***** Given data *****

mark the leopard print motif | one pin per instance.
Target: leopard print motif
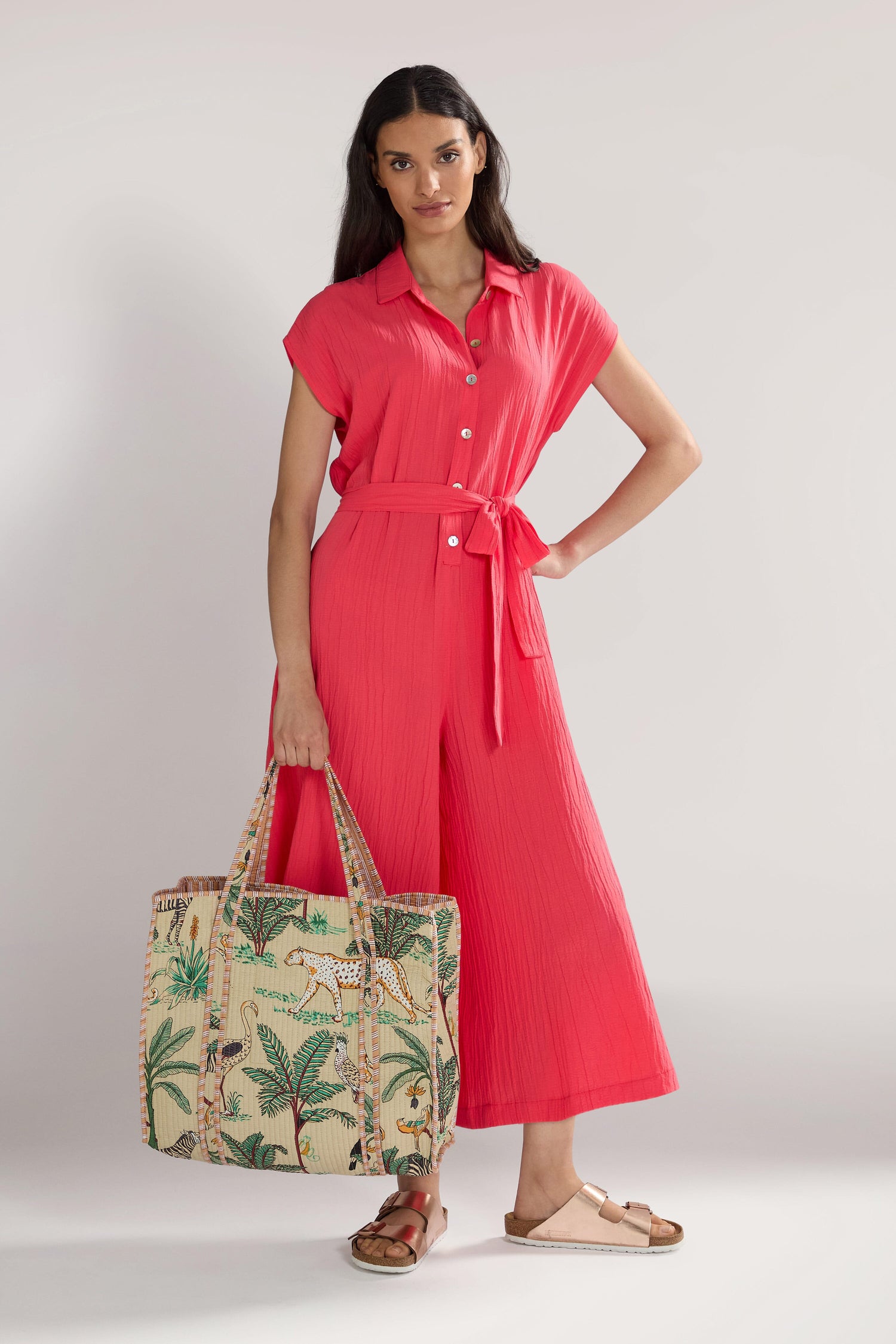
(336, 974)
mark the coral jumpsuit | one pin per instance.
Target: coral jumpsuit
(433, 668)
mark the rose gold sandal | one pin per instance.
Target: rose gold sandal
(591, 1222)
(421, 1239)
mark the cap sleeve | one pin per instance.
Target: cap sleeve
(585, 334)
(314, 351)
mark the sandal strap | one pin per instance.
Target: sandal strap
(419, 1201)
(614, 1225)
(407, 1233)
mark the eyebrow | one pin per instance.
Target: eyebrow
(401, 154)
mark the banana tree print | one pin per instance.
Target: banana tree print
(416, 1072)
(296, 1084)
(159, 1070)
(253, 1151)
(448, 981)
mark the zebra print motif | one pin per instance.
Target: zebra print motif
(180, 905)
(185, 1146)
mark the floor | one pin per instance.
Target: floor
(774, 1156)
(782, 1254)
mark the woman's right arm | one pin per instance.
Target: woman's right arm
(299, 728)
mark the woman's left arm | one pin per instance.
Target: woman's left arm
(671, 456)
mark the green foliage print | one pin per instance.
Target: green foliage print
(234, 1106)
(262, 918)
(294, 1084)
(244, 953)
(251, 1151)
(414, 1076)
(160, 1067)
(395, 933)
(187, 975)
(412, 1164)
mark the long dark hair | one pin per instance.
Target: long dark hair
(370, 225)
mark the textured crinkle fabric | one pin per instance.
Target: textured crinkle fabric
(445, 717)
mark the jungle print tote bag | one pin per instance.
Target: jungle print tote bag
(289, 1031)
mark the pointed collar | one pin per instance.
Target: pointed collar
(394, 276)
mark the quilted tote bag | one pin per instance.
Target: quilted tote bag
(289, 1031)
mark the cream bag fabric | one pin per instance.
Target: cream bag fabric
(289, 1031)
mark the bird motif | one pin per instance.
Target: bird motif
(231, 1054)
(347, 1069)
(417, 1127)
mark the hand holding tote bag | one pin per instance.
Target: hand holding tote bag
(289, 1031)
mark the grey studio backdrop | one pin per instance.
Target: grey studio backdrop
(716, 175)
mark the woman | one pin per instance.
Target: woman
(444, 355)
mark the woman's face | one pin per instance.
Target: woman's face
(428, 165)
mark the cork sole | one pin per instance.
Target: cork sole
(389, 1265)
(516, 1230)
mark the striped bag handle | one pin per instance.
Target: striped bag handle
(362, 878)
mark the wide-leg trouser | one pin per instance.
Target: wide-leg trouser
(555, 1012)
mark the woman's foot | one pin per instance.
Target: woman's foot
(542, 1196)
(403, 1217)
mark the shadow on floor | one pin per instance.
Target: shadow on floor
(99, 1284)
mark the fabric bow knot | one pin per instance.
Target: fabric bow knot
(503, 533)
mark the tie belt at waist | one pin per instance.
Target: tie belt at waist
(500, 530)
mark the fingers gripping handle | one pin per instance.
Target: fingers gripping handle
(362, 878)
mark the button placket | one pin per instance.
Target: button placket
(450, 524)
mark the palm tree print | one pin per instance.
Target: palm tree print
(416, 1072)
(395, 933)
(262, 918)
(253, 1151)
(159, 1070)
(296, 1084)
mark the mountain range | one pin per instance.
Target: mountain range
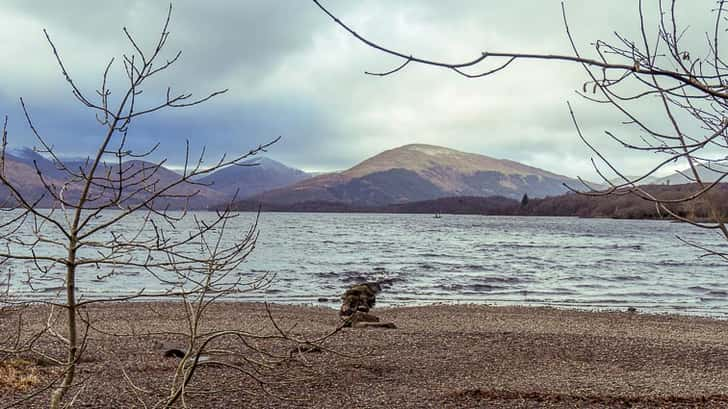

*****

Return every line of the material above word for word, leaving out the pictures.

Result for this task >>
mark the leopard print motif | one pin per instance.
Target: leopard print motif
(336, 974)
mark the coral jumpsuit | one pin per instance.
Target: coral jumpsuit
(433, 668)
mark the rose gold sandal | one pin per instance.
Target: rose gold sandal
(591, 1222)
(421, 1239)
mark the cap sleeve | one pin per instance.
Target: cap sleeve
(585, 334)
(314, 351)
mark the sandal strap | one pin per instance.
Target: sandal strap
(419, 1201)
(614, 1225)
(407, 1233)
mark the eyebrow | one pin per instance.
Target: eyebrow
(401, 154)
mark the banana tree print | one pin per instance.
Target: banana tree print
(416, 1072)
(296, 1084)
(159, 1070)
(253, 1151)
(448, 981)
mark the zebra print motif | one pin per instance.
Target: zebra print motif
(180, 905)
(185, 1146)
mark the floor | one pin per instance.
Target: floor
(774, 1156)
(782, 1254)
mark the woman's right arm | one pin per instance.
Target: woman's right arm
(299, 728)
mark the woman's left arm | one pin per instance.
Target: woman's left arm
(671, 456)
mark the green foliage print | one pin per instance.
Target: green foliage print
(234, 1106)
(262, 918)
(294, 1084)
(244, 953)
(251, 1151)
(414, 1076)
(160, 1067)
(395, 933)
(187, 975)
(412, 1164)
mark the long dark hair | one pin per instance.
Target: long dark hair
(370, 225)
mark the textured crinkle fabric | one pin per instance.
Target: textured crinkle fabric
(445, 717)
mark the jungle print tote bag | one pin per instance.
Target: jungle print tote bag
(289, 1031)
mark the pointed collar | one pin per instance.
Target: pointed collar
(394, 276)
mark the quilted tote bag | one pin per instance.
Target: quilted tote bag
(289, 1031)
mark the cream bag fabric | one pin per instance.
Target: cream bag fabric
(289, 1031)
mark the bird motif | one pin per instance.
Target: bird motif
(231, 1054)
(347, 1069)
(417, 1127)
mark the hand holding tote bag | one pin per instance.
Target: hand holding tote bag
(289, 1031)
mark the grey studio backdrop | one pin per instance.
Target: grey studio backdrop
(716, 175)
mark the woman | one pin per instance.
Target: woman
(444, 355)
mark the woman's face | one pin per instance.
Target: woman's face
(428, 165)
mark the cork sole | one pin per instance.
Target: cork sole
(389, 1265)
(516, 1230)
mark the striped bag handle | one pin per instance.
Target: striped bag handle
(362, 878)
mark the wide-leg trouser | one pin per instance.
Target: wide-leg trouser
(555, 1012)
mark the woman's foot | one pin per instance.
Target: woman's foot
(542, 1196)
(403, 1217)
mark the shadow on floor | one pin per instance.
Target: shadow on floor
(99, 1284)
mark the fabric bow knot | one pin per instance.
Target: fabric bow knot
(503, 533)
mark the tie belt at waist | one pin per instance.
Target: tie belt at waist
(500, 530)
mark the fingers gripping handle | one pin per instance.
Target: fingers gripping handle
(362, 878)
mark the button placket | one pin per instance.
Target: button placket
(450, 524)
mark the palm tree print | one pin per instance.
Target: palm tree print
(416, 1072)
(395, 933)
(262, 918)
(253, 1151)
(159, 1070)
(296, 1084)
mark the mountain range | one pin per instance.
Target: mountain range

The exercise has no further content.